Source information
----

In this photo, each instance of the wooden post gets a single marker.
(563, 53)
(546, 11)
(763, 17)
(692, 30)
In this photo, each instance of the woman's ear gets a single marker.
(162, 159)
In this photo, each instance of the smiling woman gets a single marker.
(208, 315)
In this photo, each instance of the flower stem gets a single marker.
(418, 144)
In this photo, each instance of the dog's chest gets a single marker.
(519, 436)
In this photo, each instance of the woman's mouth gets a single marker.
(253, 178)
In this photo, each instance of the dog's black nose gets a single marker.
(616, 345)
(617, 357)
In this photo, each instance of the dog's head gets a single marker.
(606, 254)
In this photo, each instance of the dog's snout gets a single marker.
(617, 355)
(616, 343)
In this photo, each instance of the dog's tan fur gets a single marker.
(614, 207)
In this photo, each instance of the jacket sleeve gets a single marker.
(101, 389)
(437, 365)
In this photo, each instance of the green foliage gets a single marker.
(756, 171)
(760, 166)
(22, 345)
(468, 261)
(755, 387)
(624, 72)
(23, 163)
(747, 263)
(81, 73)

----

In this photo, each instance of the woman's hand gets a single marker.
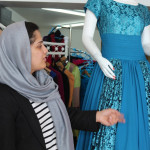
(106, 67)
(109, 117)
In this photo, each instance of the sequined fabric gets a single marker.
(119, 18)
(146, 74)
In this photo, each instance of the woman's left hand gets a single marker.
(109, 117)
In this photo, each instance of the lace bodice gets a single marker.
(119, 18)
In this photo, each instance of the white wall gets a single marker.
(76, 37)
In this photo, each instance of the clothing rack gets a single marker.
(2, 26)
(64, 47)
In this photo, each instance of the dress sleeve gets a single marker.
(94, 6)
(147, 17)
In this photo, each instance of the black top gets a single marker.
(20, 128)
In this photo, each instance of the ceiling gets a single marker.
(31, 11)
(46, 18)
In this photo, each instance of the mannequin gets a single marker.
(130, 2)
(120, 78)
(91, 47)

----

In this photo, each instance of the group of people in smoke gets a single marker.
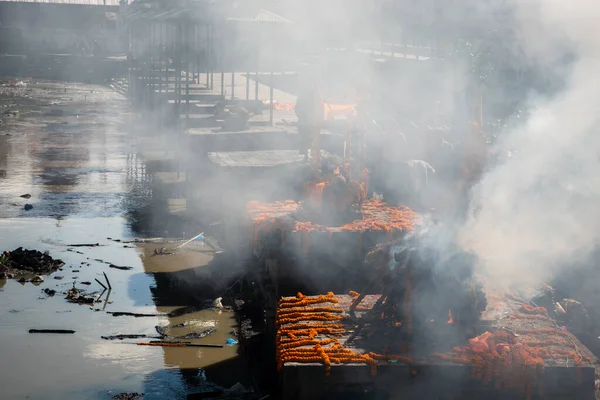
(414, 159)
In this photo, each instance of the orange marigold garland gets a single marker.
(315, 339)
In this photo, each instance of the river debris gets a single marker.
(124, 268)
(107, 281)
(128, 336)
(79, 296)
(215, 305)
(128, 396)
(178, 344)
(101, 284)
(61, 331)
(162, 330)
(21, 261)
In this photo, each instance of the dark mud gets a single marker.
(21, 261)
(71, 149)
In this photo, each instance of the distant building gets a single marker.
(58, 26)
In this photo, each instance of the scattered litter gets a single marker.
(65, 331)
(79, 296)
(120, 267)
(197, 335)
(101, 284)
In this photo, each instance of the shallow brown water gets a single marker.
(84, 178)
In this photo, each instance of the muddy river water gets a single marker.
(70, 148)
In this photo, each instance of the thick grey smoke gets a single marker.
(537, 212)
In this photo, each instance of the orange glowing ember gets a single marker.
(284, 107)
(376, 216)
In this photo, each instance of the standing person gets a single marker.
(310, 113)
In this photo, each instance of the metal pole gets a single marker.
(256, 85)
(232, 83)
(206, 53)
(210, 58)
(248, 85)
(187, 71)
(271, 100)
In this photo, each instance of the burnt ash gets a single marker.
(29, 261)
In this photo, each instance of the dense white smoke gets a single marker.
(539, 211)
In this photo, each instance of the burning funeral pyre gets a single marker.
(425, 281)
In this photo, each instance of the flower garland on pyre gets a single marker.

----

Your assignment
Out of the data above, transcribe exactly and only the lines starting with the line that has "In this photo, each instance of the metal" and going on through the line that has "In this photo, each instance of the flower garland", both included.

Answer area
In this photo, each instance of the metal pole gets a single marker.
(256, 85)
(232, 83)
(206, 53)
(210, 58)
(248, 85)
(187, 71)
(271, 100)
In this photo, each instance of the burnt ash gets a single marker.
(29, 261)
In this photo, each instance of the dense white smoke gets a single marker.
(539, 211)
In this photo, each instance of the burning funeral pyre gets a single marker.
(425, 281)
In this photo, each instance of the flower garland on pyre gets a single marker.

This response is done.